Given task —
Please pick out and copy every line of the items below that contains the word "this". Case counts.

Record excerpts —
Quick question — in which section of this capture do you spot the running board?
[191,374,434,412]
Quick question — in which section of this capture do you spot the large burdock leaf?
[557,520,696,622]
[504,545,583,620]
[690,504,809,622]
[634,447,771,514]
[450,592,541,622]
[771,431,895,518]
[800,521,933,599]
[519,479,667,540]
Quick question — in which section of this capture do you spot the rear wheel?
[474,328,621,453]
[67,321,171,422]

Exercise solution —
Quick question — in which section of this capture do you spot the running board?
Quick question — in which section of this capture do you spot the large burdock leaf?
Quick question — in which section of this capture do you spot the rear wheel?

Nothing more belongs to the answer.